§ **RECORDS FOR THIS EXERCISE**
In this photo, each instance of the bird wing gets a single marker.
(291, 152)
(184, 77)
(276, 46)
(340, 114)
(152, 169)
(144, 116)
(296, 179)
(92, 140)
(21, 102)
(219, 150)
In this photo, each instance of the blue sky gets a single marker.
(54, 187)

§ **DIRECTION**
Please copy the rows above word for word, every line included.

§ **SOLUTION TO THE EXERCISE**
In this photo, each instance of the bird wing gets a single marker.
(291, 152)
(184, 77)
(276, 46)
(340, 114)
(152, 169)
(144, 116)
(296, 179)
(92, 140)
(21, 102)
(219, 150)
In this photo, each instance of the blue sky gets a single marker.
(54, 187)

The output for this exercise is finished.